• Records for this task:

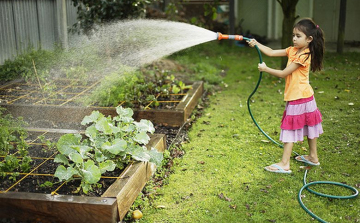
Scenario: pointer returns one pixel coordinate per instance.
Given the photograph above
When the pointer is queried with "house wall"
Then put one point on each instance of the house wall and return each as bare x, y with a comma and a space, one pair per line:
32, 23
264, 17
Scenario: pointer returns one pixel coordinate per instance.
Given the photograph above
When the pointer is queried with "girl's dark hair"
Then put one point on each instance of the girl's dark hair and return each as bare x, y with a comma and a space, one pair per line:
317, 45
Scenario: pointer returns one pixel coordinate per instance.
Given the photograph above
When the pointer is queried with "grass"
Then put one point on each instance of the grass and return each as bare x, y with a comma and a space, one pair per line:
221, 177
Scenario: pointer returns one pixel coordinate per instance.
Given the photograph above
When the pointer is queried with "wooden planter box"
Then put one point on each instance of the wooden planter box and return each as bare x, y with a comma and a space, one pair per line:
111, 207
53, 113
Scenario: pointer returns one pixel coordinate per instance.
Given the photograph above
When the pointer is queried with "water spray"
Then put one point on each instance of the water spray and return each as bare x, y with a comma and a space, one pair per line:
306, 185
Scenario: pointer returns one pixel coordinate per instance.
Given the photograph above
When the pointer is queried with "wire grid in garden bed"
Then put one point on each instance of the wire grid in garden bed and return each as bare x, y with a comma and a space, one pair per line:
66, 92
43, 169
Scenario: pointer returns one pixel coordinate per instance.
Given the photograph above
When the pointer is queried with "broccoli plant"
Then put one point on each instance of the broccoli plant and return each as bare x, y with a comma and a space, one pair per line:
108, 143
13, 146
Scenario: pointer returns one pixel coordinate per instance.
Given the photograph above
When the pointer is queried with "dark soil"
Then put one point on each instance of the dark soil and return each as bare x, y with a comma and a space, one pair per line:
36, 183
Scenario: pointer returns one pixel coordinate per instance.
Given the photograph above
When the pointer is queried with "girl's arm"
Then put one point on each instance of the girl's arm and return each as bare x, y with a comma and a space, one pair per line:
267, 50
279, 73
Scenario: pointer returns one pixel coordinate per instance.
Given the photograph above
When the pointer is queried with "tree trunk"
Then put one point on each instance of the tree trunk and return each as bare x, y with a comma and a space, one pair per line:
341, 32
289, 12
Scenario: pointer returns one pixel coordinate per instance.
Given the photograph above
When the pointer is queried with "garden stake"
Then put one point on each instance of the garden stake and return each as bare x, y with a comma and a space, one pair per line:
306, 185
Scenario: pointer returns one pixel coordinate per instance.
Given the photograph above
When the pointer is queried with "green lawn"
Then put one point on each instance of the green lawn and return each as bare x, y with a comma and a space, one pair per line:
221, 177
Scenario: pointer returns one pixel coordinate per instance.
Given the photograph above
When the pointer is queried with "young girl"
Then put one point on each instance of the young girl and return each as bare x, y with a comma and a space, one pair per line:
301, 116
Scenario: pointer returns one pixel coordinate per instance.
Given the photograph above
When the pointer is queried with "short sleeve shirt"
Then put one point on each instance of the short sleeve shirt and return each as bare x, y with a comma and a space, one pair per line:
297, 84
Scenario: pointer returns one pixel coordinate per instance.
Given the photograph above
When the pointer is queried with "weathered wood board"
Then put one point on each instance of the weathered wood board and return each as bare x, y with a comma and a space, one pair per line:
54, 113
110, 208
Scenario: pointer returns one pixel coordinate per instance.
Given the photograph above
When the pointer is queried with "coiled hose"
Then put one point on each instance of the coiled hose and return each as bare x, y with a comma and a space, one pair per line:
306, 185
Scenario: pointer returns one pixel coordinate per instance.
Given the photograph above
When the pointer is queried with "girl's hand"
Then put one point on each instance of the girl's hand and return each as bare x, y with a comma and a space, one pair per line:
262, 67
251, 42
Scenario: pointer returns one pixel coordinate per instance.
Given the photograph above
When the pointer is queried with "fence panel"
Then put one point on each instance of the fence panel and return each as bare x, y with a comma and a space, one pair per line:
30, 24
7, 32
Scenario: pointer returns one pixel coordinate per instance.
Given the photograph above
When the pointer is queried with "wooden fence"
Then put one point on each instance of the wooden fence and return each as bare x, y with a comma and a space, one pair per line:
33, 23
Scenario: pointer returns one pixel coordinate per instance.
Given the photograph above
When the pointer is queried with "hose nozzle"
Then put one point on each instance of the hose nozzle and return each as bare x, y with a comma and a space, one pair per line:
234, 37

• Short problem:
Retype each line of the listing above word for word. Exclude the pictures.

• Written answer:
Scenario: pointer returns one pixel coordinate per instance.
Given the photograph above
When the pointer is queried with "house wall"
Then put one point on each instance of the house wall and return each as bare x, y with a comma and a space, one pair per line:
32, 23
264, 17
Scenario: pointer returns one pixel coordinate per instance.
Given the photograph above
When the pointer is queried with "girl's dark hair"
Then put one point on each instance of the girl's dark hair and return each as bare x, y with a comma and a space, one pair per line:
317, 45
Scenario: pointer returns one pixel coordinate per instance.
Given the photograph above
When the pointer is queried with "grass"
Then put one point on each instance of the grass and return each as bare x, y with a comma and a space, one pair per line:
221, 177
Scenario: pointer returns one pixel coordinate per instance.
Given the photograph above
When the pointer is queried with "wooden planter box"
Then put one point on each instance of the wooden planter box and return each as bare x, y with a comma and a space, one pair per line:
111, 207
53, 113
Scenario: pointer returns one pixel coordinate per instance.
Given the photograph above
When the pointer is queried with "water spray"
Then put one point on each instance of the water spray and return each as bare x, y with a comma and a space, one pair per line:
306, 185
Scenario: pointer returns one pixel coordinate per instance.
Given the photograph above
When the pointer is queried with "wire grid in garden bed"
Then put one point on each instance of the wire grid in garden bed and return each as bare x, y with a comma and a space, one pair per line:
66, 92
43, 169
Scenario: pointer returns one pixel coordinate per instance.
Given the photograph above
When the pointer is queried with "broccoli plant"
Then put one point on each instance of the broccoli plant and return each as bare x, y with a comma and a space, one pair per line:
108, 143
13, 146
Scenario: pointer returns one pixel coordinate per instance.
Given the photograph above
When the pointer is queried with "dark soil"
Then put one point on each instance of the dark soil and return each as bare x, y with a comma and a space, one pair per line:
36, 183
Scenario: pointer returns one pixel coordinate per instance.
Given the photograph above
When the pointer is queried with "girl's arm"
Then put one point on each instance of the girl's arm and return each as bare x, y with a comma and a space, one pair per line:
267, 50
279, 73
Scenario: pointer returns one pixel coordinate per instance.
Given the photograph above
When the pointer is queried with "tree trunk"
Then put one point on each instance of the tree trunk and return each as bare x, y with a comma and a space, one pair per line:
341, 32
289, 12
Scenario: pointer returns one pixel coordinate per instance.
Given the photograph above
When the pointer is queried with "garden stake"
Then put one point on each instance of the garden stake and return each as bare x, y with a comma and a space, one pair per line:
306, 185
Scenario: pointer returns one pixel coordinate per instance.
Given the photograph above
When the pointer is queried with "green lawn"
Then put one point on each instance of the green lawn and return each as bare x, y with a comma and a space, one pair per line:
221, 177
Scenario: pointer returns one pixel coordinate per instance.
Given the photograph above
When the pointer is queried with "young girl"
Then put one point on each instance of the young girl and return each as bare x, y with a comma and a space, one pair per line:
301, 116
Scenario: pointer returns one pixel coordinate per instance.
Given the photograph above
When the pointer is queried with "short sleeve shirt"
Then put one point on each instance of the short sleeve shirt and return each as bare x, y with a comma and a space, one pair per line:
297, 84
Scenario: pointer returns one pixel coordinate per instance.
Given the photograph above
When the pointer is queried with "weathered wood board"
Then put one point on each instance of the weathered wood board and return each as bare x, y with a comma and a space, one pair per line:
54, 113
110, 208
Scenario: pointer returns one pixel coordinate per instance.
Given the photograph above
When the pointer is queried with "coiled hose"
Then put one point on each instance of the coiled hose and return each as bare x, y with a comma and a space, one pair per line:
306, 185
Scenario: pointer returns one pixel coordinate per instance.
Given the photograph above
When the pointer is queried with "girl's hand"
Then put one point on each instance of the girl's hand and return each as bare x, y with a comma and a space, one pair per line:
262, 67
251, 42
Scenario: pointer returns one pixel coordinate per instance.
Given the photograph above
When the pointer is queried with "fence panel"
Then put one point on each instance of the fence panel and return each as bare x, y with a comma and a space, one pair per line:
30, 24
7, 32
Scenario: pointer returns one pixel coordinate per instance.
Given the photograph above
When the pointer is queried with "wooden fence"
Then put one point on each instance of the wooden fence and return each as bare x, y with a comma and a space, one pair per line:
33, 23
Scenario: pointer returns one pixel coordinate per instance.
Given the photograph above
When the pointer is queried with "hose nozzle"
Then put one point on each instance of the hose nozzle and return each as bare x, y with a comma and a space, one pair per line:
234, 37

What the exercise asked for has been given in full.